Ejercicio breve A =
Enumera las personas cuyas palabras se citan textualmente en el texto sobre Horacio y Mecenas.

Texto de lectura =
# # # #
Poco tiempo antes, cuando éste había perdonado a los republicanos derrotados, Horacio, nacido en una provincia al sur de la península, decidió retornar y rearmar su vida en Roma. Desde la pobreza trepó hasta la cumbre socioeconómica. Fue uno de los adulados de Gayo Mecenas, su gran amigo. Dice Ramón Bach Pellicer, en su traducción de las Meditaciones del emperador Marco Aurelio: “Mecenas, descendiente de una noble familia etrusca, amigo de Augusto, protector y amigo de los poetas Virgilio y Horacio”. Dice Voltaire: “Este Mecenas era la segunda persona del Imperio Romano, es decir, un hombre más importante y más poderoso que lo que es hoy el mayor monarca de Europa”. Su apoyo a las artes y los artistas ha sido inmortalizado en el lenguaje español, en el que llamamos mecenas a los individuos patrocinadores.
Horacio ha visto su figura inmortalizada en varios de sus versos, los que han sido tan repetidos, desde Séneca hasta hoy, que algunos son sinónimos o memes que explican situaciones enteras. Uno de ellos es su «pallida mors», la idea de la «muerte pálida», siendo mors la personificación latina de la muerte. “Pallida mors aequo pulsat pede pauperum tabernas regumque turre”, escribió Horatius Flaccus. Y la cita fue repetida sin descanso desde entonces, y ha llegado incluso hasta el vocabulario urbano del consumo de alcohol y drogas en el mundo latinoamericano contemporáneo: si «te pega mal», «te da la pálida».
# # # #
Material del ejercicio =

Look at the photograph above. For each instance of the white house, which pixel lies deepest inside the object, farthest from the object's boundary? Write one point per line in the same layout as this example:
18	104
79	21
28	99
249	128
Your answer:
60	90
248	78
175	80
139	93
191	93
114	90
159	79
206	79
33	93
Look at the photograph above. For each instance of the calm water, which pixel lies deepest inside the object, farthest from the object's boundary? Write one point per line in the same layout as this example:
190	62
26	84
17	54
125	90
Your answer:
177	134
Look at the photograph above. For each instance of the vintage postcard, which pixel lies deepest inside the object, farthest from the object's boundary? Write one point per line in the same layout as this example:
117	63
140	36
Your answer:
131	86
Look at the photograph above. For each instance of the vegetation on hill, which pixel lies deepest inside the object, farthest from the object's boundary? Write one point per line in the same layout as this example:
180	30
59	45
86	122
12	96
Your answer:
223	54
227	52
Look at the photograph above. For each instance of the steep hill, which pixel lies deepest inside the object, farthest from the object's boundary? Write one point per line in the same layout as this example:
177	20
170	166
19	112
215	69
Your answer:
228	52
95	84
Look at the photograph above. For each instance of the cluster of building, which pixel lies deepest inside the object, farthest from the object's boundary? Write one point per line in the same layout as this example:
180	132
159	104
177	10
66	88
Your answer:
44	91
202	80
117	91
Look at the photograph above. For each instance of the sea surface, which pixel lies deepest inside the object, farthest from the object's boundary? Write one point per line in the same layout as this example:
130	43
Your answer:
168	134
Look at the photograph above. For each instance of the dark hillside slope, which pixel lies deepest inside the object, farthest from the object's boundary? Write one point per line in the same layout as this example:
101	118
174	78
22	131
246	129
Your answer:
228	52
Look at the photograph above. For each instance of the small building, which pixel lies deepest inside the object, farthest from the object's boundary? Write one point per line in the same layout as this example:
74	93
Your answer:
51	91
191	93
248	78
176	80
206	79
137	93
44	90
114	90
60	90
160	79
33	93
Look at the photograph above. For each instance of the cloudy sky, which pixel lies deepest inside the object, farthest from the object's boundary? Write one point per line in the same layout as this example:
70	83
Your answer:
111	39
# # # #
Ejercicio breve B =
Transcribe sin cambios los registros desde la línea que contiene "Look at the photograph above. For each instance of the cloudy" hasta el final de los registros, incluida esa primera línea.

Resultado A =
Ramón Bach Pellicer, Voltaire y Horacio (Horatius Flaccus).

Resultado B =
Look at the photograph above. For each instance of the cloudy sky, which pixel lies deepest inside the object, farthest from the object's boundary? Write one point per line in the same layout as this example:
70	83
Your answer:
111	39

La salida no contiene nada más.